WHAT THE EXERCISE ASKS>
With the pictures omitted, write out the entries that follow exactly as they stand.

EXTRACTED INFORMATION>
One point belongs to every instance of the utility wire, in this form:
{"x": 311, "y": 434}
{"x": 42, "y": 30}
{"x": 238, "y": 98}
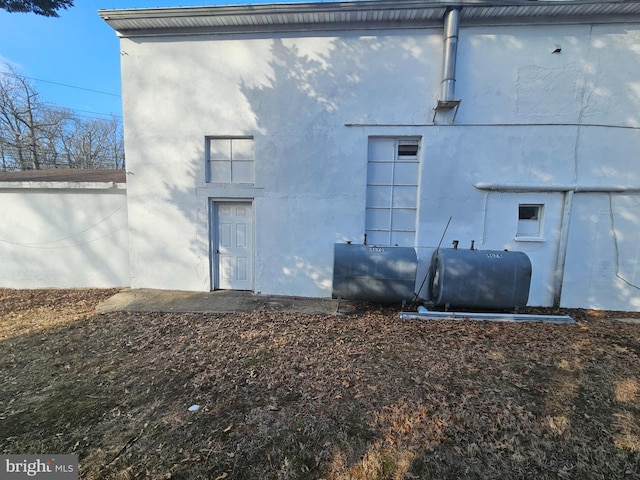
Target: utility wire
{"x": 63, "y": 84}
{"x": 85, "y": 111}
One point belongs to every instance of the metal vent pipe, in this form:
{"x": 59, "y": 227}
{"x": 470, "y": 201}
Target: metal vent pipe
{"x": 450, "y": 52}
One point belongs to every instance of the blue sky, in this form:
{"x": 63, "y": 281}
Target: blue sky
{"x": 77, "y": 49}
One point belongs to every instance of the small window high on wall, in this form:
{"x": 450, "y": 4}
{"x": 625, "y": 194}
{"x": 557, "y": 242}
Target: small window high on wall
{"x": 230, "y": 160}
{"x": 392, "y": 191}
{"x": 529, "y": 220}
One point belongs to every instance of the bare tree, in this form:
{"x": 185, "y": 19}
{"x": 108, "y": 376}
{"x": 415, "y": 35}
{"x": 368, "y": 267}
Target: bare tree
{"x": 34, "y": 135}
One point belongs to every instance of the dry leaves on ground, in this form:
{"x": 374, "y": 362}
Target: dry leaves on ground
{"x": 283, "y": 395}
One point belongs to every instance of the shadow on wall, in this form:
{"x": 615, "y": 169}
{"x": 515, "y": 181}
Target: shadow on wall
{"x": 313, "y": 181}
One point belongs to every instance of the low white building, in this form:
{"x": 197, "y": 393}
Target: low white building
{"x": 64, "y": 228}
{"x": 259, "y": 136}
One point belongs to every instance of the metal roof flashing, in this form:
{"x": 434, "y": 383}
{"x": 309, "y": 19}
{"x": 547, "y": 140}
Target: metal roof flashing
{"x": 359, "y": 15}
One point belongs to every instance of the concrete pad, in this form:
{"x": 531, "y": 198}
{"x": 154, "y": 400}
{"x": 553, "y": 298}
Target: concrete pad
{"x": 632, "y": 320}
{"x": 221, "y": 301}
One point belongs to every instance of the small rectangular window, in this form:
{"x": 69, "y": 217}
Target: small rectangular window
{"x": 529, "y": 220}
{"x": 407, "y": 149}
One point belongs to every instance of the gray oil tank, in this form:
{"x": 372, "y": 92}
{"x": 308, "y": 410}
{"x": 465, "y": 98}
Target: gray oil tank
{"x": 378, "y": 274}
{"x": 488, "y": 279}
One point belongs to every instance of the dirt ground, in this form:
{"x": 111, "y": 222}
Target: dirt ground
{"x": 291, "y": 396}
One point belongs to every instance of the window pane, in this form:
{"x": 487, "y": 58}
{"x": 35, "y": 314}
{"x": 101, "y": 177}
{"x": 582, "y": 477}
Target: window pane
{"x": 408, "y": 150}
{"x": 403, "y": 219}
{"x": 378, "y": 196}
{"x": 529, "y": 212}
{"x": 242, "y": 172}
{"x": 220, "y": 171}
{"x": 380, "y": 174}
{"x": 378, "y": 219}
{"x": 377, "y": 238}
{"x": 403, "y": 239}
{"x": 242, "y": 149}
{"x": 406, "y": 174}
{"x": 382, "y": 149}
{"x": 219, "y": 149}
{"x": 405, "y": 197}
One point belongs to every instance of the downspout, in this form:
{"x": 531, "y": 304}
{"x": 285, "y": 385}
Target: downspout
{"x": 447, "y": 101}
{"x": 449, "y": 55}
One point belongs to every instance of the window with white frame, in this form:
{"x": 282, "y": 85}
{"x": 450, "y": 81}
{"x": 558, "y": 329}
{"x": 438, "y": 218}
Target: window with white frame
{"x": 230, "y": 159}
{"x": 529, "y": 220}
{"x": 392, "y": 191}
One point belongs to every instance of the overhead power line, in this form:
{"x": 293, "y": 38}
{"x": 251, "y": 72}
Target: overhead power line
{"x": 50, "y": 104}
{"x": 64, "y": 85}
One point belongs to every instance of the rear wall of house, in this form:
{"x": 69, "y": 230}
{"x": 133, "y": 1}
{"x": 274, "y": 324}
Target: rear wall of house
{"x": 313, "y": 102}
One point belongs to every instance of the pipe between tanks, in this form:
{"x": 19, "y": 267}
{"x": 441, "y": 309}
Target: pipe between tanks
{"x": 515, "y": 187}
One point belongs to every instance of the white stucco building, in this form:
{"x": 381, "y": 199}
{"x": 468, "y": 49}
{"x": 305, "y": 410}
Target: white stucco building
{"x": 258, "y": 136}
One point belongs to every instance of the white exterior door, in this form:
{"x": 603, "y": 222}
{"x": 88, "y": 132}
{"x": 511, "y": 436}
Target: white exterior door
{"x": 233, "y": 246}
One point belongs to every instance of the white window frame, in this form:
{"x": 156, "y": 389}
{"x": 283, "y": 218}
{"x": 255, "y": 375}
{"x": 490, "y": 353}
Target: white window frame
{"x": 396, "y": 214}
{"x": 530, "y": 229}
{"x": 234, "y": 176}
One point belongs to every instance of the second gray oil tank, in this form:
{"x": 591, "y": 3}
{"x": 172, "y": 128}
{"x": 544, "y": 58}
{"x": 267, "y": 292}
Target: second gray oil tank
{"x": 374, "y": 273}
{"x": 487, "y": 279}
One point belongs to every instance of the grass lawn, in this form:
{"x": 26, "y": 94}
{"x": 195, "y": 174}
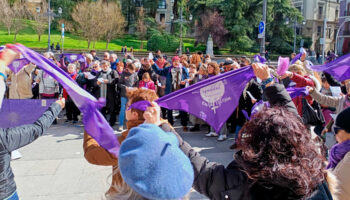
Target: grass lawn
{"x": 29, "y": 38}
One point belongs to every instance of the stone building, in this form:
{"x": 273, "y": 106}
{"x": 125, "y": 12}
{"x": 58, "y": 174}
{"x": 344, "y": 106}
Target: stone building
{"x": 314, "y": 13}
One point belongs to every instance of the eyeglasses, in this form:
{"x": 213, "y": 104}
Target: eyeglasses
{"x": 336, "y": 129}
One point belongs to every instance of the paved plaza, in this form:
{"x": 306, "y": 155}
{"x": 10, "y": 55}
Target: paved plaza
{"x": 54, "y": 168}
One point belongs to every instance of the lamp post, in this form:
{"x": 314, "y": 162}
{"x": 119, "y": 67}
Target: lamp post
{"x": 181, "y": 21}
{"x": 338, "y": 31}
{"x": 50, "y": 14}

ANSWER TO THE PROBLEM>
One point belongs to every instance of the utility wire, in this form:
{"x": 311, "y": 434}
{"x": 42, "y": 30}
{"x": 238, "y": 98}
Target: utility wire
{"x": 63, "y": 84}
{"x": 85, "y": 111}
One point belongs to every instance of the metal vent pipe, in this form:
{"x": 59, "y": 227}
{"x": 470, "y": 201}
Target: metal vent pipe
{"x": 450, "y": 52}
One point belongs to every instance of the blue sky, in this form:
{"x": 63, "y": 281}
Target: blue sky
{"x": 77, "y": 49}
One point belongs to every instance of the small window high on wall, in this form:
{"x": 450, "y": 4}
{"x": 625, "y": 194}
{"x": 557, "y": 242}
Target: small window high on wall
{"x": 230, "y": 160}
{"x": 392, "y": 191}
{"x": 529, "y": 220}
One point belongs to every instance of the bare tree, in this form:
{"x": 185, "y": 19}
{"x": 108, "y": 376}
{"x": 415, "y": 35}
{"x": 368, "y": 267}
Target: bare tree
{"x": 34, "y": 135}
One point belongs to every instance of the dry leaves on ground, in this form:
{"x": 374, "y": 362}
Target: dry leaves on ground
{"x": 283, "y": 395}
One point belongs to every instance of the shadow on wall, in this form:
{"x": 615, "y": 169}
{"x": 515, "y": 181}
Target: shadow on wall
{"x": 313, "y": 181}
One point belongs to every instance of the low white building, in this form:
{"x": 197, "y": 393}
Target: low white building
{"x": 64, "y": 228}
{"x": 259, "y": 136}
One point belongs to every instance of the metal roof flashing, in this form:
{"x": 434, "y": 383}
{"x": 309, "y": 19}
{"x": 547, "y": 140}
Target: metal roof flashing
{"x": 359, "y": 15}
One point belongs to every instance of the concrete pad, in this form:
{"x": 531, "y": 198}
{"x": 154, "y": 400}
{"x": 553, "y": 298}
Target: concrete pad
{"x": 632, "y": 320}
{"x": 221, "y": 301}
One point belongs to every instance of the small rectangular window, in this form:
{"x": 69, "y": 217}
Target: small rectangular window
{"x": 529, "y": 220}
{"x": 407, "y": 149}
One point belongs to every instance of the gray oil tank, in this form:
{"x": 372, "y": 92}
{"x": 308, "y": 410}
{"x": 465, "y": 98}
Target: gray oil tank
{"x": 378, "y": 274}
{"x": 488, "y": 279}
One point belongs to every instance of the dirt ground, in this form:
{"x": 111, "y": 222}
Target: dirt ground
{"x": 291, "y": 396}
One point belongs to every instance of the window pane, in this form:
{"x": 487, "y": 58}
{"x": 35, "y": 314}
{"x": 101, "y": 177}
{"x": 582, "y": 477}
Target: window pane
{"x": 408, "y": 150}
{"x": 403, "y": 219}
{"x": 378, "y": 196}
{"x": 529, "y": 212}
{"x": 242, "y": 172}
{"x": 220, "y": 171}
{"x": 380, "y": 174}
{"x": 378, "y": 219}
{"x": 377, "y": 238}
{"x": 403, "y": 239}
{"x": 242, "y": 149}
{"x": 406, "y": 174}
{"x": 382, "y": 149}
{"x": 219, "y": 149}
{"x": 405, "y": 197}
One point belongs to every instance of the downspout, in this form:
{"x": 531, "y": 304}
{"x": 285, "y": 385}
Target: downspout
{"x": 447, "y": 101}
{"x": 449, "y": 55}
One point belongs to every instance of the window with white frame, in this form:
{"x": 282, "y": 85}
{"x": 450, "y": 81}
{"x": 558, "y": 329}
{"x": 438, "y": 218}
Target: window with white frame
{"x": 230, "y": 159}
{"x": 529, "y": 220}
{"x": 392, "y": 191}
One point belongs to every instance of the overhead power line, in this form:
{"x": 293, "y": 38}
{"x": 251, "y": 72}
Target: overhead power line
{"x": 50, "y": 104}
{"x": 64, "y": 85}
One point belongs to every instance of the rear wall of house, in this form:
{"x": 69, "y": 230}
{"x": 133, "y": 1}
{"x": 274, "y": 324}
Target: rear wall of house
{"x": 313, "y": 102}
One point belongs to every instance of the pipe between tanks, in this form:
{"x": 19, "y": 267}
{"x": 441, "y": 309}
Target: pipe between tanks
{"x": 515, "y": 187}
One point belongs to every instance of the white stucco building, in this form:
{"x": 381, "y": 199}
{"x": 468, "y": 49}
{"x": 305, "y": 410}
Target: white stucco building
{"x": 258, "y": 136}
One point belongs to every instance of the white exterior door, in this form:
{"x": 603, "y": 222}
{"x": 88, "y": 132}
{"x": 511, "y": 436}
Target: white exterior door
{"x": 233, "y": 246}
One point belongs to every instance of the white window frame, in this form:
{"x": 156, "y": 389}
{"x": 283, "y": 218}
{"x": 255, "y": 375}
{"x": 490, "y": 353}
Target: white window frame
{"x": 396, "y": 214}
{"x": 530, "y": 229}
{"x": 234, "y": 176}
One point belongs to every instance of the second gray oil tank, in this form:
{"x": 591, "y": 3}
{"x": 172, "y": 128}
{"x": 544, "y": 58}
{"x": 267, "y": 292}
Target: second gray oil tank
{"x": 374, "y": 273}
{"x": 487, "y": 279}
One point belongs to every instance of the grass lawn, in this form:
{"x": 26, "y": 94}
{"x": 195, "y": 174}
Target: grass lawn
{"x": 29, "y": 38}
One point belongs to every instance of the stone building, in this form:
{"x": 273, "y": 106}
{"x": 125, "y": 12}
{"x": 58, "y": 174}
{"x": 344, "y": 106}
Target: stone building
{"x": 314, "y": 13}
One point belongs to every instance of the eyeglasses, in this form:
{"x": 213, "y": 104}
Target: eyeglasses
{"x": 336, "y": 129}
One point belongs to every instance of the paved plaza, in this form:
{"x": 306, "y": 155}
{"x": 10, "y": 55}
Target: paved plaza
{"x": 54, "y": 168}
One point belongs to every instance of the lamp post, in this form:
{"x": 314, "y": 162}
{"x": 119, "y": 67}
Target: lamp post
{"x": 181, "y": 21}
{"x": 338, "y": 31}
{"x": 50, "y": 14}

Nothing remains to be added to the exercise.